§ Source text:

>>

The retired Marine who was fatally shot by police outside the Togus Veterans Affairs Medical Center on July 8 had repeatedly vowed to kill the hospital’s medical director, the Maine Attorney General’s Office said in a report released Tuesday.

“The children of the Director of the VA Togus will grow up fatherless … just as my daughter will due to this man’s utter incompetence,” James F. Popkowski, 37, wrote to his mother on July 5. “I know where he lives. … I know his schedule. … I know what he drives. … I have pics of his entire family. … He is a dead man walking.”

Three days later, Popkowski fired shots outside the hospital buildings and was killed by a gunshot to the neck fired by a Togus police officer.

The Attorney General’s Office determined that the shooting was justified. “It was reasonable for (police) to believe that deadly force was imminently threatened against them,” the report concludes.

The report paints a picture of a veteran who was outraged by his treatment in the federal veterans’ health care system.

Popkowski’s complaints in the report echo those in a report released last week by the U.S. Department of Veterans Affairs, which found failures in the treatment that Popkowski received at Togus and its off-site clinics.

Popkowski was a first lieutenant in the Marine Corps when a rare form of leukemia cut his service short in 2003. He received an honorable discharge and later was diagnosed with graft-versus-host disease from a stem-cell transplant he received as part of the cancer treatment.

Popkowski first visited Togus in December 2005, after cancer treatment elsewhere.

“2009, Mr. Popkowski was expressing significant dismay with the quality of the medical treatment he was receiving from the VA hospital,” according to the attorney general’s report.

Much of his anger was directed at Medical Center Director Brian Stiller, according to the report.

Popkowski’s name became known to police on Dec. 11, 2009, when an employee at the Lincoln VA outpatient clinic told Togus police that he had called and threatened “to load guns into his truck, drive to the Togus VA hospital and ‘blow it up’” unless he was allowed to speak with a certain physician’s assistant.

Togus police asked the Penobscot County Sheriff’s Department to check on Popkowski at his home near Medway.

“Three days later, the Togus police received a message from the (sheriff) that … in the deputy’s opinion, Mr. Popkowski did not constitute a probable threat,” according to the report.

Popkowski then had to get his care at Togus because of the threats he’d made at the Lincoln clinic.

<<

§ Supplied records:
>>

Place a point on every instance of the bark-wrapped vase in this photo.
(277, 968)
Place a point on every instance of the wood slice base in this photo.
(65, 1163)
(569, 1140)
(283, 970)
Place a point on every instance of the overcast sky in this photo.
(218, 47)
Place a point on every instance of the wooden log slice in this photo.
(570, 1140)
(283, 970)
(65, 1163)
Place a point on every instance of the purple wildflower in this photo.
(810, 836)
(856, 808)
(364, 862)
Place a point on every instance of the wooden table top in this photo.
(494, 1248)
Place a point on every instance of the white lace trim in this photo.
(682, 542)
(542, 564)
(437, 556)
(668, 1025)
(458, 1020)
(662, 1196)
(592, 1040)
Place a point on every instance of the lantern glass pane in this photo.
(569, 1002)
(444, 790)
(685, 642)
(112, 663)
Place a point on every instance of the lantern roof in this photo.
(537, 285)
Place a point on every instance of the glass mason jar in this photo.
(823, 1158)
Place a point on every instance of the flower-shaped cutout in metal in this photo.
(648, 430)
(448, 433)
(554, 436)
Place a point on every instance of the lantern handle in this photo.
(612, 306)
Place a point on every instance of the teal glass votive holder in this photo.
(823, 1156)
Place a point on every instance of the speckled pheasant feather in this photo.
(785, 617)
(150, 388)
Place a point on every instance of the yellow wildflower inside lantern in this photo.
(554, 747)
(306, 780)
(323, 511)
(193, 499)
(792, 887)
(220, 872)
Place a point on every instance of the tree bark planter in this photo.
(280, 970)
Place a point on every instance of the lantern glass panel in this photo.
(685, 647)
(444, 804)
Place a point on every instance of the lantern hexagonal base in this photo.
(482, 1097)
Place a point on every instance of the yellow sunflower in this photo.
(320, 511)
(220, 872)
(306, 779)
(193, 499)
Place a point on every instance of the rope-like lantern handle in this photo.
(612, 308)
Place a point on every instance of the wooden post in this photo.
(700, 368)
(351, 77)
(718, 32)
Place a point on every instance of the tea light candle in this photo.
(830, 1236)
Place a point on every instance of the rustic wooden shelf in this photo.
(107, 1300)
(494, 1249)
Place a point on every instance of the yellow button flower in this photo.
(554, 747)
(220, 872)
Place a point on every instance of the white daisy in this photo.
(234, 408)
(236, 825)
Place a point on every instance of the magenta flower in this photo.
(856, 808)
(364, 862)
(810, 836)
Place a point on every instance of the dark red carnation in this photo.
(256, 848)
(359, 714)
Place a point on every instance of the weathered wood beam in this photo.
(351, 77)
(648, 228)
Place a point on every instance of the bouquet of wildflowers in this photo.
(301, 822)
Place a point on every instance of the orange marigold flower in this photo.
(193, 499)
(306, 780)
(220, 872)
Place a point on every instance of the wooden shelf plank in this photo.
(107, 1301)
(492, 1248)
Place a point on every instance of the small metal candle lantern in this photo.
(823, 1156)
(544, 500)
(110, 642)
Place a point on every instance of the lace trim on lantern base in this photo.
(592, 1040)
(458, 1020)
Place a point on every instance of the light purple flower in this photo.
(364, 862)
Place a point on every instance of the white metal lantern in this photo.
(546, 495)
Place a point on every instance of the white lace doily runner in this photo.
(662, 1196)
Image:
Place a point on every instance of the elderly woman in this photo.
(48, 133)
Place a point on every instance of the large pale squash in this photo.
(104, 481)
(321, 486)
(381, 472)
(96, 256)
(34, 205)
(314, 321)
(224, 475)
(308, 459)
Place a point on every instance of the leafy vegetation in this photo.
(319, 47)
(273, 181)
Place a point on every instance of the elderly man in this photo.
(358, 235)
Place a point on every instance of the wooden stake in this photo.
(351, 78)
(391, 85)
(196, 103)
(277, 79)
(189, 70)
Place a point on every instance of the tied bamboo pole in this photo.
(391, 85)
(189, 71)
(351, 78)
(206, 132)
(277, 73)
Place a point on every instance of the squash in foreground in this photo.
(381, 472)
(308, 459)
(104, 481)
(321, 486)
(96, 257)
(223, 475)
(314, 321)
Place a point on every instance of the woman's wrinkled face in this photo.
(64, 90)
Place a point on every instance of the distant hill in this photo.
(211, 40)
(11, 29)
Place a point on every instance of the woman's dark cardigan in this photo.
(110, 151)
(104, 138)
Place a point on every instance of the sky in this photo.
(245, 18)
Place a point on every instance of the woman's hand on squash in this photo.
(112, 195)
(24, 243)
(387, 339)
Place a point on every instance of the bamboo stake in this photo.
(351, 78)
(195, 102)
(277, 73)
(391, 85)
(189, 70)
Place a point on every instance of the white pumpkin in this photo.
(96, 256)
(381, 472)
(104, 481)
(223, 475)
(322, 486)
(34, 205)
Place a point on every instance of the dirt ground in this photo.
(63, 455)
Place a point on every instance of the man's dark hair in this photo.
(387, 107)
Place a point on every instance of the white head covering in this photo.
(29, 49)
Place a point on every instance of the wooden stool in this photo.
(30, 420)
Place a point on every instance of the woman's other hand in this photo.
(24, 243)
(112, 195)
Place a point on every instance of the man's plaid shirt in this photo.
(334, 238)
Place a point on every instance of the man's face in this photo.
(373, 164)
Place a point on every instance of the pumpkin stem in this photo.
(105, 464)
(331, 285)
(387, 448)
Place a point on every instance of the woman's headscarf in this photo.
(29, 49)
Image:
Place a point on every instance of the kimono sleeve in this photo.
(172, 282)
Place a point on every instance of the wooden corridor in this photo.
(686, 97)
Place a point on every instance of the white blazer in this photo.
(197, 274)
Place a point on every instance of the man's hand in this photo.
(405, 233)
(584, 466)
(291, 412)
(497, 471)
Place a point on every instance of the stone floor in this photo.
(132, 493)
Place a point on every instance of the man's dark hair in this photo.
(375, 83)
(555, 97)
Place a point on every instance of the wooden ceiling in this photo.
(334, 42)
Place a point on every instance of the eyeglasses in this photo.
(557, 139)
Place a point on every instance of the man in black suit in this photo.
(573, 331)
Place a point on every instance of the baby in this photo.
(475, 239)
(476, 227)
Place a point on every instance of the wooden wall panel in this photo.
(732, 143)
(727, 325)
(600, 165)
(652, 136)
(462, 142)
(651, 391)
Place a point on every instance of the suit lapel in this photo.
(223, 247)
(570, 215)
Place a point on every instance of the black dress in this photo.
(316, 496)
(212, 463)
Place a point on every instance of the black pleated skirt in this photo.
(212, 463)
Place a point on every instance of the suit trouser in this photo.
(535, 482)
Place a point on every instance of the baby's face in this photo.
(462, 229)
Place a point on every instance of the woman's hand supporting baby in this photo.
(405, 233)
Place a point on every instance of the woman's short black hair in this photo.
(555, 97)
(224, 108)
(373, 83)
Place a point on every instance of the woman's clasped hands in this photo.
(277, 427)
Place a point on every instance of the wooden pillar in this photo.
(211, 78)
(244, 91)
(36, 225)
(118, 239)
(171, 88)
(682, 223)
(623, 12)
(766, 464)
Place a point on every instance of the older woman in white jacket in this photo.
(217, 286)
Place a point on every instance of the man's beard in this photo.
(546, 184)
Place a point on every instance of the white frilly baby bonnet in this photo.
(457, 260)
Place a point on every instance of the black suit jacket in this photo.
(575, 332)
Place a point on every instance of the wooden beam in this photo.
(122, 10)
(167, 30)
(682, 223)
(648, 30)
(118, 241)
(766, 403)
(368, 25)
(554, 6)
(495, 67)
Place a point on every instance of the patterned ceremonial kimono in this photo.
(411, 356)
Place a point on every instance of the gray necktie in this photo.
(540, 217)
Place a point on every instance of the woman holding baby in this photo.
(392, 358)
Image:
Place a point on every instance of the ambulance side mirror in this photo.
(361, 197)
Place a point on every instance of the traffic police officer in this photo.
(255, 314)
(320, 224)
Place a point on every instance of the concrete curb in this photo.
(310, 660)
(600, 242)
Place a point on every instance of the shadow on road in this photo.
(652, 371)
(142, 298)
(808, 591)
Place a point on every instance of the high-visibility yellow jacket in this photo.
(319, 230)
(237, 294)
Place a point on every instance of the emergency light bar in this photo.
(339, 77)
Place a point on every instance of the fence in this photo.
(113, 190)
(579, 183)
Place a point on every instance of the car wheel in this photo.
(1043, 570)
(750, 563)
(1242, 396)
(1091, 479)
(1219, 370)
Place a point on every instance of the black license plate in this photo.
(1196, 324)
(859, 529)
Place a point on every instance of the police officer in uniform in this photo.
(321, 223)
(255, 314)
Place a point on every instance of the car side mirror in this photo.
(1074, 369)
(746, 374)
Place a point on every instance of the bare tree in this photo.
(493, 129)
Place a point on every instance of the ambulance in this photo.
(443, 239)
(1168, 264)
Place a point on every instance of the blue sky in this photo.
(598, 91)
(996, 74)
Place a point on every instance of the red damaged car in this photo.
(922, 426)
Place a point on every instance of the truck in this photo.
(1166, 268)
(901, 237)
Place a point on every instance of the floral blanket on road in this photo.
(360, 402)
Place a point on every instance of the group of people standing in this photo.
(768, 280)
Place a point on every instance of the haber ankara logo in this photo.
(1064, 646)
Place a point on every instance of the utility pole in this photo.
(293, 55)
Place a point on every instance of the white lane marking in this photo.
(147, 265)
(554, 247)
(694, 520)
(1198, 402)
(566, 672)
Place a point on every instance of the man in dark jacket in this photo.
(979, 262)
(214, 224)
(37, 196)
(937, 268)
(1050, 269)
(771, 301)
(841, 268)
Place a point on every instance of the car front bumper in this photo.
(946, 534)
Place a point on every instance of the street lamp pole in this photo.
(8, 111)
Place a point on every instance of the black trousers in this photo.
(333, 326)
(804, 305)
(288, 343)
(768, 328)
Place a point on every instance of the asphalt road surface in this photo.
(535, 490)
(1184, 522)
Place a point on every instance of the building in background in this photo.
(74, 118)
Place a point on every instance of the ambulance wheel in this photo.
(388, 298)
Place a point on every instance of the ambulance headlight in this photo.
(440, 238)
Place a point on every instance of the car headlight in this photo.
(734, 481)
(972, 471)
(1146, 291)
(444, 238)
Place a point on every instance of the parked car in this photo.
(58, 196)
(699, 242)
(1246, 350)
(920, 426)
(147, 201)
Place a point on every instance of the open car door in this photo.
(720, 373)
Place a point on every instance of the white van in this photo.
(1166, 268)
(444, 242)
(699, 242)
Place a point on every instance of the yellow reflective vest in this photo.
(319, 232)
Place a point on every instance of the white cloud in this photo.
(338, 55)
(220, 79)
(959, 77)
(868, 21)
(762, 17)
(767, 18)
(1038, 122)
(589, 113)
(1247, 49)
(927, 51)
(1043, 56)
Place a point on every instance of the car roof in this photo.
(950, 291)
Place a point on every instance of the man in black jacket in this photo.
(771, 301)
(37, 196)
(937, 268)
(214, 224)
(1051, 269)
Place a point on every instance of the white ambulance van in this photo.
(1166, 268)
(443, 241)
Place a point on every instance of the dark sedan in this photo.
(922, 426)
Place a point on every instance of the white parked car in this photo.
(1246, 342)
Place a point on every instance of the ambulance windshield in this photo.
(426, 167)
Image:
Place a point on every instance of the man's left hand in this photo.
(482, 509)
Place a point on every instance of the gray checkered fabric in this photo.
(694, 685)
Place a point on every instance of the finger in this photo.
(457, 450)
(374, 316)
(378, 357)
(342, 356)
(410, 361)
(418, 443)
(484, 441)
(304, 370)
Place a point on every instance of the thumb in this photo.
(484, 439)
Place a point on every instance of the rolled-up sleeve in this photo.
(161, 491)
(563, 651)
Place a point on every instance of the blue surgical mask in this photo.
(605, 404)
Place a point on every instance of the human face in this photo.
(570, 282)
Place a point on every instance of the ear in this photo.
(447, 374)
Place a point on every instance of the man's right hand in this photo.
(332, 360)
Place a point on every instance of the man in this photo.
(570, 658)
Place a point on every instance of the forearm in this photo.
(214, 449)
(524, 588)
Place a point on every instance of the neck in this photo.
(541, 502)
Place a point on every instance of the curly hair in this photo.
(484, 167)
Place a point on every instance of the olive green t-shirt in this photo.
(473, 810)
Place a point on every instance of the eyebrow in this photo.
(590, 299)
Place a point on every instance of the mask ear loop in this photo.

<<

§ Questions on the material:
A – Answer these questions using the article about the Togus shooting:
(i) On what date did Popkowski write to his mother about the medical director?
(ii) What illness cut short his service in the Marine Corps in 2003?
(iii) Which agency did Togus police ask to check on Popkowski at his home near Medway?
B – Continue the article about the Togus shooting, starting after its final sentence.
The records have no connection to the article about the Togus shooting.

§ Responses in order:
A –
(i) July 5
(ii) A rare form of leukemia
(iii) The Penobscot County Sheriff's Department

B –
Displeased with his primary care physician at Togus, he was assigned a new one. He walked out of his first appointment with the new physician’s assistant, in May, alleging the assistant was “not fully aware of (Popkowski’s) medical condition.”

That was the last time he visited Togus as a patient.

On July 5, Popkowski sent his mother messages threatening Stiller. He became more erratic over the ensuing days.

Togus police Officer Thomas Park first encountered Popkowski around 4:30 a.m. on July 8. While on a routine patrol, Park noticed Popkowski sitting on the steps of Building 203.

Park told him not to return until normal business hours.

Popkowski “told the officer that he was upset with the VA because he was not getting his medication,” investigators wrote.

Around 9:20 a.m., two VA employees sitting behind Building 209 heard gunshots coming from the direction of a small pond on the grounds. The women ran inside to inform Togus police.

Residents along Route 17 in Augusta, near a trail head where Popkowski’s truck had been parked, also heard shots.

Park was told to check the area near Popkowski’s truck. There, he saw the stock of a rifle or shotgun in the cab of the truck.

Game warden Sgt. Ronald Dunham and warden Joey Lefebvre, passing on Route 17, saw Park near the truck with his weapon drawn and stopped to assist.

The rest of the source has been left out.